'''

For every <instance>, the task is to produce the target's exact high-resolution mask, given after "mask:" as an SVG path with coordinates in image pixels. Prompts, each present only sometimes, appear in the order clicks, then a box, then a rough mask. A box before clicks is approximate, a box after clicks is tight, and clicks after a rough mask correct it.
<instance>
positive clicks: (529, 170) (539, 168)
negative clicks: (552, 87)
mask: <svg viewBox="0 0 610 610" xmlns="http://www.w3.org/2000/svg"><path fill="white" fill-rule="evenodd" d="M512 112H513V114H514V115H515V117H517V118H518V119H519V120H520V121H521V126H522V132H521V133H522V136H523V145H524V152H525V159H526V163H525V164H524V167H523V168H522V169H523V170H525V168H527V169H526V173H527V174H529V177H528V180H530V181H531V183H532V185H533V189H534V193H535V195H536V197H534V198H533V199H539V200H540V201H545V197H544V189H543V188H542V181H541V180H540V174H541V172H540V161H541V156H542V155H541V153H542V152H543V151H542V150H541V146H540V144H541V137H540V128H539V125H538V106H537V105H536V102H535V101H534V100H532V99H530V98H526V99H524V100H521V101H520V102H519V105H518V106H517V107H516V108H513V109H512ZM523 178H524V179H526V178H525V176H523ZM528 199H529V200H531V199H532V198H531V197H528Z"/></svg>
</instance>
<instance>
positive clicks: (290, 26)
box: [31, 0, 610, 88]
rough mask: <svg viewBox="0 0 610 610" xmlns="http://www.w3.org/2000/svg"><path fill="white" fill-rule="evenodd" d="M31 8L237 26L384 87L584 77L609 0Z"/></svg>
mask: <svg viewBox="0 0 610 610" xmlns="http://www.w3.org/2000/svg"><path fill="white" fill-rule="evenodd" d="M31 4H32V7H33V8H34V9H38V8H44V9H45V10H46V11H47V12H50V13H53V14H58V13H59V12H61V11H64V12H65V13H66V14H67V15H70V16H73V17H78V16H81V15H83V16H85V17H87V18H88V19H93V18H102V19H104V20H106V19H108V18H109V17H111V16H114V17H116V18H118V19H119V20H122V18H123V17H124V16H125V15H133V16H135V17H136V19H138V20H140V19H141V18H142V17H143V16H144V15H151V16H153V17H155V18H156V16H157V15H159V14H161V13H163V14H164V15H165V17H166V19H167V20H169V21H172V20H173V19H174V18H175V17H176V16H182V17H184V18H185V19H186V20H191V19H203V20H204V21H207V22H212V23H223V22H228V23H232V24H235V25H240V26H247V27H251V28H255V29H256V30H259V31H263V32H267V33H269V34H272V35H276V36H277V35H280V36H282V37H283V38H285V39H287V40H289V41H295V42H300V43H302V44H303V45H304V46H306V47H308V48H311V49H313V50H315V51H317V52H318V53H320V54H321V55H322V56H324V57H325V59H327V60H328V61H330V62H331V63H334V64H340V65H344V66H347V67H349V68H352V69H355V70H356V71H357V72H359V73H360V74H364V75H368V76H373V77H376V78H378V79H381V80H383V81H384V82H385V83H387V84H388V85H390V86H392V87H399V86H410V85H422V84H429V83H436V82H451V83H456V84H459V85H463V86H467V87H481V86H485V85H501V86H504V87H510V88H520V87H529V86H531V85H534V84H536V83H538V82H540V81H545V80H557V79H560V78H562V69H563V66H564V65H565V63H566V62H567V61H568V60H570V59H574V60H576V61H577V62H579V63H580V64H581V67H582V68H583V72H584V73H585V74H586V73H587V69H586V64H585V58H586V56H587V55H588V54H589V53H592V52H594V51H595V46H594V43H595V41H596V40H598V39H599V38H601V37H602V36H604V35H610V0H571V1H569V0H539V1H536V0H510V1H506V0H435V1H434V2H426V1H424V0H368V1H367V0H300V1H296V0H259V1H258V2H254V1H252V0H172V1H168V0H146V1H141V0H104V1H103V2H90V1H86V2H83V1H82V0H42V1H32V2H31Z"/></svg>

'''

> Work instructions:
Reproduce every one of the lines above verbatim, without altering any character.

> Solution:
For every <instance>, the task is to produce the target's exact high-resolution mask, given after "mask:" as an SVG path with coordinates in image pixels. Prompts, each present only sometimes, appear in the order clicks, then a box, then a rough mask. A box before clicks is approximate, a box after clicks is tight, and clicks after a rough mask correct it.
<instance>
positive clicks: (529, 170) (539, 168)
negative clicks: (552, 87)
mask: <svg viewBox="0 0 610 610" xmlns="http://www.w3.org/2000/svg"><path fill="white" fill-rule="evenodd" d="M512 112H513V114H514V115H515V117H517V118H518V119H519V120H520V121H521V126H522V132H521V133H522V136H523V145H524V152H525V159H526V163H525V164H524V167H523V168H522V169H523V170H525V168H527V169H526V173H527V174H529V177H528V180H530V181H531V183H532V185H533V189H534V193H535V195H536V197H534V198H533V199H539V200H540V201H545V197H544V189H543V188H542V181H541V180H540V174H541V172H540V161H541V156H542V155H541V153H542V152H543V151H542V150H541V146H540V144H541V137H540V128H539V125H538V106H537V105H536V102H535V101H534V100H532V99H530V98H526V99H524V100H521V101H520V102H519V105H518V106H517V107H516V108H513V109H512ZM523 178H524V179H526V178H525V176H523ZM528 199H529V200H531V199H532V198H531V197H528Z"/></svg>
</instance>
<instance>
positive clicks: (290, 26)
box: [31, 0, 610, 88]
rough mask: <svg viewBox="0 0 610 610" xmlns="http://www.w3.org/2000/svg"><path fill="white" fill-rule="evenodd" d="M31 8L237 26L384 87L584 77L609 0Z"/></svg>
mask: <svg viewBox="0 0 610 610" xmlns="http://www.w3.org/2000/svg"><path fill="white" fill-rule="evenodd" d="M31 4H32V7H33V8H34V9H38V8H44V9H45V10H46V11H47V12H50V13H53V14H58V13H59V12H61V11H64V12H65V13H66V14H67V15H70V16H73V17H78V16H81V15H83V16H85V17H87V18H88V19H93V18H102V19H104V20H106V19H108V18H109V17H111V16H114V17H116V18H118V19H119V20H122V18H123V17H124V16H125V15H133V16H135V17H136V19H138V20H140V19H141V18H142V17H143V16H144V15H151V16H153V17H155V18H156V16H157V15H159V14H161V13H163V14H164V15H165V17H166V19H167V20H169V21H172V20H173V19H174V18H175V17H176V16H182V17H184V18H185V19H186V20H191V19H203V20H204V21H207V22H212V23H223V22H228V23H232V24H235V25H240V26H247V27H251V28H255V29H256V30H259V31H263V32H267V33H269V34H272V35H276V36H277V35H280V36H282V37H283V38H285V39H287V40H289V41H295V42H300V43H302V44H303V45H304V46H306V47H308V48H311V49H313V50H315V51H317V52H318V53H320V54H321V55H322V56H324V57H325V59H327V60H328V61H330V62H331V63H334V64H340V65H344V66H347V67H349V68H352V69H355V70H356V71H357V72H359V73H360V74H364V75H368V76H373V77H376V78H378V79H381V80H383V81H384V82H385V83H387V84H388V85H390V86H392V87H399V86H410V85H422V84H429V83H436V82H451V83H456V84H459V85H463V86H467V87H481V86H485V85H501V86H504V87H510V88H520V87H529V86H531V85H534V84H536V83H538V82H540V81H545V80H557V79H560V78H562V69H563V66H564V65H565V63H566V62H567V61H568V60H570V59H574V60H576V61H577V62H579V63H580V64H581V67H582V68H583V72H584V73H585V74H586V73H587V69H586V64H585V58H586V56H587V55H588V54H589V53H592V52H594V51H595V46H594V43H595V41H596V40H598V39H599V38H601V37H602V36H604V35H610V0H571V1H569V0H539V1H536V0H510V1H506V0H435V1H434V2H426V1H424V0H368V1H367V0H300V1H296V0H259V1H258V2H254V1H252V0H172V1H168V0H146V1H141V0H104V1H103V2H90V1H86V2H83V1H82V0H42V1H32V2H31Z"/></svg>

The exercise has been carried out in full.